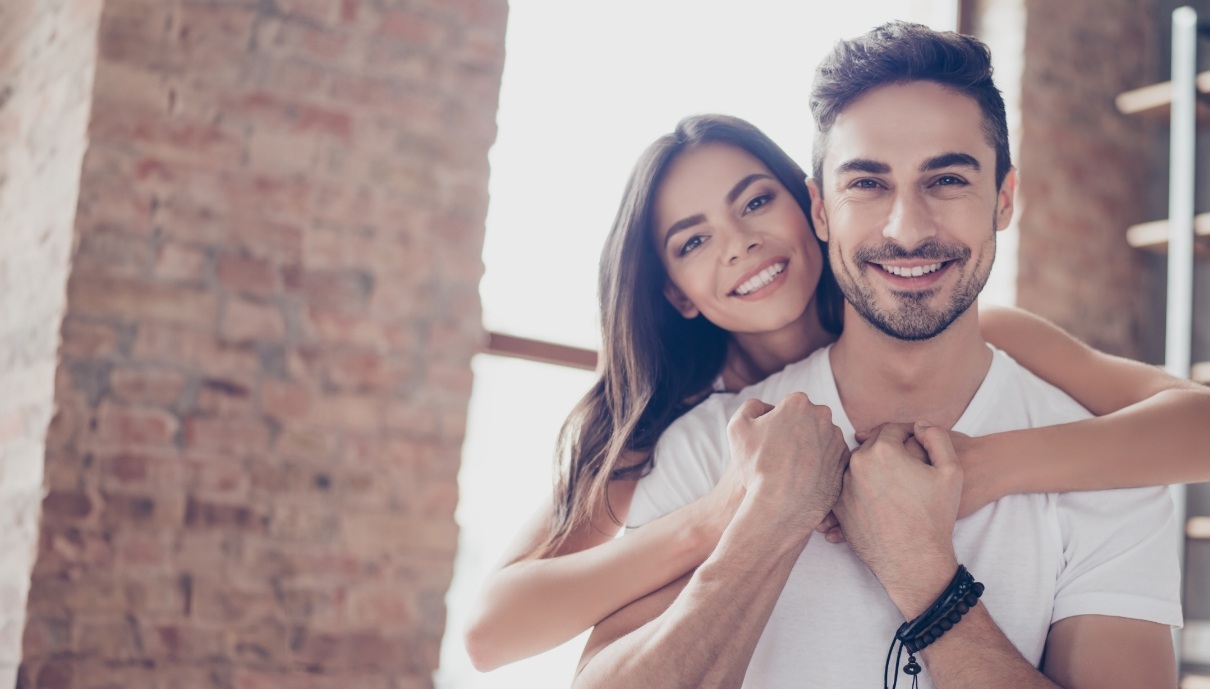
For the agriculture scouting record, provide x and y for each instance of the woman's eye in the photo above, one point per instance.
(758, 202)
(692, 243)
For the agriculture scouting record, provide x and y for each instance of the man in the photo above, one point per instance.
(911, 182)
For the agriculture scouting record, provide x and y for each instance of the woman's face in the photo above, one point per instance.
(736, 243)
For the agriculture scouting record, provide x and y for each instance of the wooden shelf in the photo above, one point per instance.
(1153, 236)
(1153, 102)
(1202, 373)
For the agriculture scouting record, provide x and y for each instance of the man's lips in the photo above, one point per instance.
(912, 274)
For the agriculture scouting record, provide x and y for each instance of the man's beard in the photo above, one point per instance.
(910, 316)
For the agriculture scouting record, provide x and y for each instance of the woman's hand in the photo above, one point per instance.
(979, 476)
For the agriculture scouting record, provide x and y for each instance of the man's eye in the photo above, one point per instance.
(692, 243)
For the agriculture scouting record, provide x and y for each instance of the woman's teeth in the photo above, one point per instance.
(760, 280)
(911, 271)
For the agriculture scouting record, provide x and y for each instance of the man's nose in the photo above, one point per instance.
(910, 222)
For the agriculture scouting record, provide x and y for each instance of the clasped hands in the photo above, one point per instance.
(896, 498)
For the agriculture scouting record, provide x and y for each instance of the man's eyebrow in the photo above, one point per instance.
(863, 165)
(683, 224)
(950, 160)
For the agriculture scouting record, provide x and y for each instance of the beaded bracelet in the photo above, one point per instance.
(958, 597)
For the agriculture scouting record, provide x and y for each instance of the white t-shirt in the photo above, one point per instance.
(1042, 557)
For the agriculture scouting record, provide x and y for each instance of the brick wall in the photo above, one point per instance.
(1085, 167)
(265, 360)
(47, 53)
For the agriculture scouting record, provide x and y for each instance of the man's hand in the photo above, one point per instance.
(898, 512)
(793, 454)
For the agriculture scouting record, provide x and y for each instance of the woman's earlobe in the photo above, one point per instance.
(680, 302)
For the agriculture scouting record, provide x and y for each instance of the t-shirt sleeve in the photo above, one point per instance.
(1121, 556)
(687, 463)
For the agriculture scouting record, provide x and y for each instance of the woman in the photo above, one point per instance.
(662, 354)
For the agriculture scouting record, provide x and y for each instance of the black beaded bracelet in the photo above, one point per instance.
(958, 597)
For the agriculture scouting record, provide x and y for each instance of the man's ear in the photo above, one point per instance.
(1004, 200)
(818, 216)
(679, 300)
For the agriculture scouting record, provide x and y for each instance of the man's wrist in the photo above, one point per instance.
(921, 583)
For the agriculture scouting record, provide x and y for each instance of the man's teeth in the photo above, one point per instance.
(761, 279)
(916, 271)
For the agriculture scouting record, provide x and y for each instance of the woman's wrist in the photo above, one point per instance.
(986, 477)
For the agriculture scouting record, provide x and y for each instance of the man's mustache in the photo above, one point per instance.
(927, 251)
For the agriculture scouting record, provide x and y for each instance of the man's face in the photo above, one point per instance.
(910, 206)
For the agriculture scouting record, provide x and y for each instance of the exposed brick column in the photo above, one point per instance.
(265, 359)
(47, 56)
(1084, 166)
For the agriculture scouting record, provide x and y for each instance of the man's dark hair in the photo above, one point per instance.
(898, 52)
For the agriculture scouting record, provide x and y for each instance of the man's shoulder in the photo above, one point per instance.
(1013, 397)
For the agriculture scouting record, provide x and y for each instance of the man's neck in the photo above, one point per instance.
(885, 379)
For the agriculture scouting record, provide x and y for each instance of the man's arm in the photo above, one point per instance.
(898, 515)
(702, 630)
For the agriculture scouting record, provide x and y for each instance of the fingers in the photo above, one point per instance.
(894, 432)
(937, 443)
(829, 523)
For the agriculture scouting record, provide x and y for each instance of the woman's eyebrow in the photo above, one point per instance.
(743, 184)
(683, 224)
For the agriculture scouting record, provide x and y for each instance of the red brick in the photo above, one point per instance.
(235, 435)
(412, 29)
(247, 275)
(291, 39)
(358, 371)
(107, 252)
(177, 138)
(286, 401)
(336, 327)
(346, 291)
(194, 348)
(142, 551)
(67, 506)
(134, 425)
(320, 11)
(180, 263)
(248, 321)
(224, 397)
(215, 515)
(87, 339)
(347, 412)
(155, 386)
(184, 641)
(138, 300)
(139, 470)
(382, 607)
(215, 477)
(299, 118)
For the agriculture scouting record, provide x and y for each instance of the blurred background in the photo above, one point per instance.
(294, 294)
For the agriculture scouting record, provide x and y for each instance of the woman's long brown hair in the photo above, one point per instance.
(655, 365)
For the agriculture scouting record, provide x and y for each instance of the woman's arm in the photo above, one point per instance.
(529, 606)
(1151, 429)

^^^^^^^^^^^^^^^^

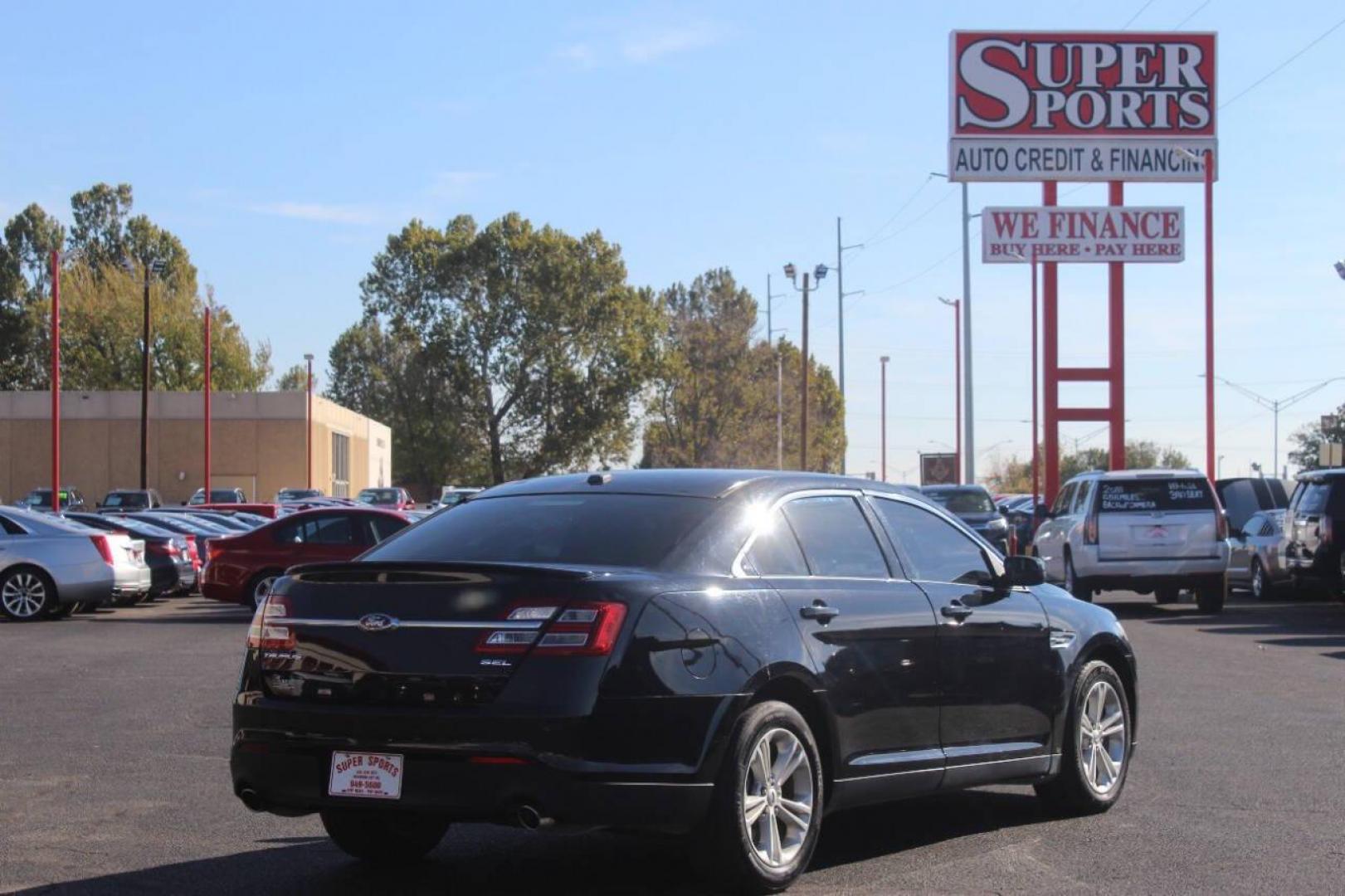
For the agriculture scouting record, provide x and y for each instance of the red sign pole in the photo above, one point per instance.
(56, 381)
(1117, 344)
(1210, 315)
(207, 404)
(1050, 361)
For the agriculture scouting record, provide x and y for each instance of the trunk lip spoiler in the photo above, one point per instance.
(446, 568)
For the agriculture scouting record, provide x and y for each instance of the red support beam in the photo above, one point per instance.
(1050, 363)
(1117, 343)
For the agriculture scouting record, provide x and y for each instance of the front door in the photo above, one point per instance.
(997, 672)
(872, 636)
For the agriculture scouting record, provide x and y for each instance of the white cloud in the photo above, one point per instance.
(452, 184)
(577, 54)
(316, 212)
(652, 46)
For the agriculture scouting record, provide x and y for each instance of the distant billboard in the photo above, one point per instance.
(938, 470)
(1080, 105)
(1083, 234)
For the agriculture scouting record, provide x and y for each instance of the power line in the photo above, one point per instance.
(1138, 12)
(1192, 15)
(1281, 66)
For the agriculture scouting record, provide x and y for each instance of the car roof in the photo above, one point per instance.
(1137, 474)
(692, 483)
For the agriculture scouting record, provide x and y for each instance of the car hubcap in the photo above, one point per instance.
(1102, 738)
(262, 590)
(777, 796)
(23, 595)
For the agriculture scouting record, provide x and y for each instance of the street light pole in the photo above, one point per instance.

^^^^^^^^^^^^^^^^

Set task: Show every line of the entries above that contains the string "brick". Case counts.

Solution to the exercise:
For the agriculture scouting record, provide x and y for each instance of the brick wall in the photo above, one point per instance.
For the agriculture scouting record, provide x and y for each instance of the exposed brick column in the photo above, one point per instance.
For the agriculture scouting record, provide x and y for each instance of the red brick in the photo above, one point per instance.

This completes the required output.